PROBLEM TO WORK ON: Transcribe the following records exactly, images excluded.

-- Opening Marker --

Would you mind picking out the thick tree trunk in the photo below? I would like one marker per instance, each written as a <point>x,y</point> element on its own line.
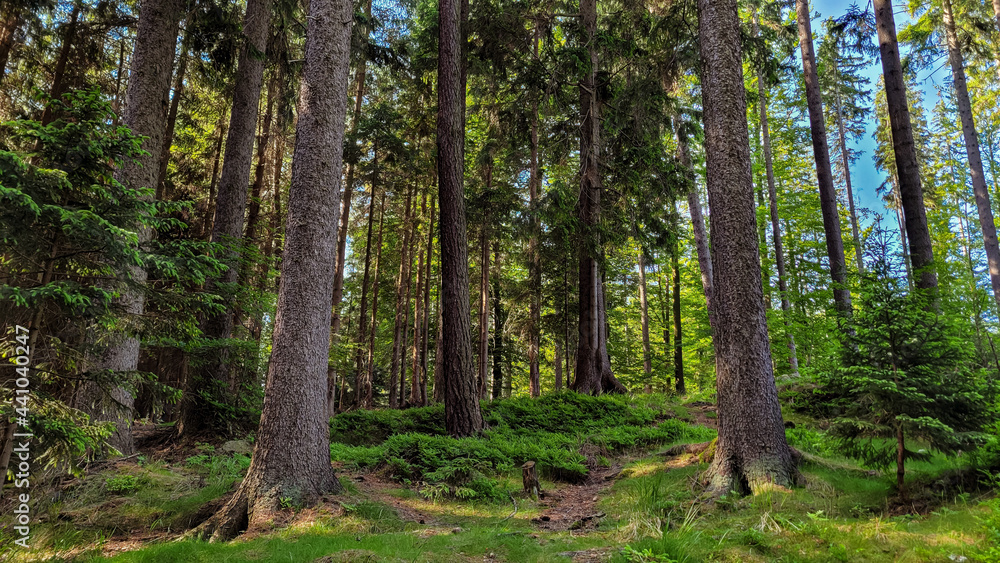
<point>231,206</point>
<point>845,159</point>
<point>463,416</point>
<point>647,361</point>
<point>907,168</point>
<point>402,307</point>
<point>779,252</point>
<point>146,115</point>
<point>535,257</point>
<point>751,452</point>
<point>175,102</point>
<point>291,458</point>
<point>972,150</point>
<point>824,172</point>
<point>10,24</point>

-- Closing Marker --

SOLUTION TO THE EXERCISE:
Would you mind picking out the thick tree trunk in the photo below? I would like one marker per instance, each written as a <point>x,y</point> element on its own line.
<point>231,206</point>
<point>845,159</point>
<point>463,416</point>
<point>647,361</point>
<point>907,168</point>
<point>402,307</point>
<point>779,252</point>
<point>146,115</point>
<point>535,257</point>
<point>751,452</point>
<point>175,102</point>
<point>291,458</point>
<point>972,150</point>
<point>824,172</point>
<point>10,24</point>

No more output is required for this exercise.